### [TASKS TO CARRY OUT]
A – Answer these questions from the article on determining C memory layout:
(i) In which three respects did the target system differ from the computer running the Python scripts?
(ii) What marks some of the structures as packed?
(iii) Which Python tool aims to provide a complete AST for C?
B – Extend the article on determining C memory layout, picking up right after its final sentence.

### [EXTRACTED TEXT]
.....

User Tools

Site Tools


This is an old revision of the document!

Determining C memory layout

A while ago I had to write a Python program that generated C structures as C expects to find them in memory. The challenge was that the target system had a different alignment, endianness and word size than the computer running the Python scripts on. In this article I am referring to Python but the result can be transferred to any other programming language.


The primary goal of this effort was to represent C structures as Python objects in order to set and get fields. To access the data structures remotely I implemented a special program that I am not going to cover here. The mapping should be automatic, and correct. The C header files exist already, it is not an option to change them. Also, some structures are marked to be packed using #pragma directives.

For example, I have the following C structure:

typedef struct atype_t {
    int i;
    char c;
    short s;

On 32-bit machines, it is assumed that an


has a length of 32 bits, a char 8 and a short 16 bits. However, these are just assumptions and will not hold in general. As most computers today have a word size of 64 bits these assumptions are false.

On the Python side I want to be able to use the following code:

atype = atype_t()
atype.i = 1
atype.c = 4
atype.s = 8
byteArray = atype.bytes()

For completeness, I also want to convert a given byte array into a Python structure object.


As this seems to be a common problem I evaluated different options to solve the problem.

Parsing C

The fist one was to parse the C header files for typedef/struct elements in order to extract the relevant information. However, parsing C is non-trivial as it requires first to run the C preprocessor. Only afterwards it is correct C code, which can be parsed by C parsers. For Python there exists pycparser which aims to provide a complete AST for C. While this approach works in theory, it has several drawbacks.

.....

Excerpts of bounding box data
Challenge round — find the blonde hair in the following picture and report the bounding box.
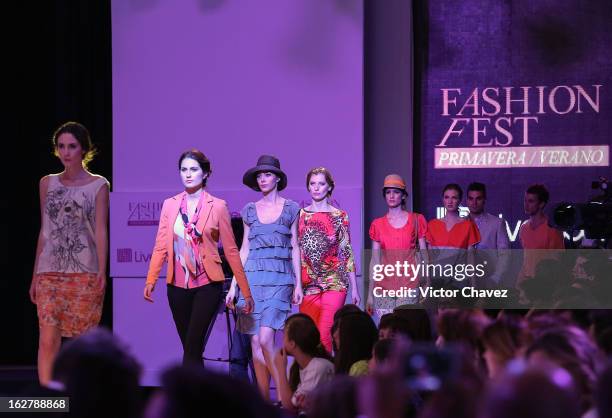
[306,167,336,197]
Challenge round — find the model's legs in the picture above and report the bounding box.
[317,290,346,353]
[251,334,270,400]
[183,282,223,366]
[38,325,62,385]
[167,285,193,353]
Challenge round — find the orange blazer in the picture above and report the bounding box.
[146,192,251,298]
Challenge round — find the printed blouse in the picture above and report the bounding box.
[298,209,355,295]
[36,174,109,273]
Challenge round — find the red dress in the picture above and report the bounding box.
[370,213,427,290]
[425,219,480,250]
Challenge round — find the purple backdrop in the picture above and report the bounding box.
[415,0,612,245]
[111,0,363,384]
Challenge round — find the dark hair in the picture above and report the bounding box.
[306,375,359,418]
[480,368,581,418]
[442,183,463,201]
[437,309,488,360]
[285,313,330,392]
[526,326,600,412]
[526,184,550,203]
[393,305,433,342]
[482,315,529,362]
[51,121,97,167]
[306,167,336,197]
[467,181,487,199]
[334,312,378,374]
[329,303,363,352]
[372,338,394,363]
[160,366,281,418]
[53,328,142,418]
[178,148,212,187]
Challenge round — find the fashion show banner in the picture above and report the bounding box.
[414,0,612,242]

.....

### [RESPONSE LIST]
A –
(i) Alignment, endianness and word size.
(ii) #pragma directives.
(iii) pycparser.

B –
  • Information about #define's are lost.
  • Alignment on the target machine can only be guessed. It would be possible to implement an algorithm that generates an alignment for structures but there is no guarantee that the compiler produces the same alignment.
  • Overhead: I am only interested in the structures, not in the function AST.

Generate bindings

There exist several tools to generate bindings for C. However, all of them are targeted to be run on the same machine type, there is no option to set endianess, word size and alignment. An example is ctypes, many others are listed on the Python wiki.

Interfacing to the compiler

The only program that really knows the structure layout in memory is the compiler. It decides about the in-memory structure. Hence, I started investigating if there was a way to extract this information from the compiler.

The missing piece: .debug_section

C compilers can store additional information to the compiled output in program sections. For ELF files, there is an optional .debug_section that contains compiler-specific data. It has no standardized structure. Internally it is used to help debugging a program, for example to determine what variable is at what memory location etc. It also stores debug information about the C structures, which is what I am looking for.

For different compilers exist different tools to access the debug section content. For GCC, there is objdump, for IAR there exists ielfdump. Both allow to print the debug section in a human-readable form. However, the structure is not documented and requires the programmer to reverse engineer it. (For GCC it is open-source, which is not the case for the IAR C compiler).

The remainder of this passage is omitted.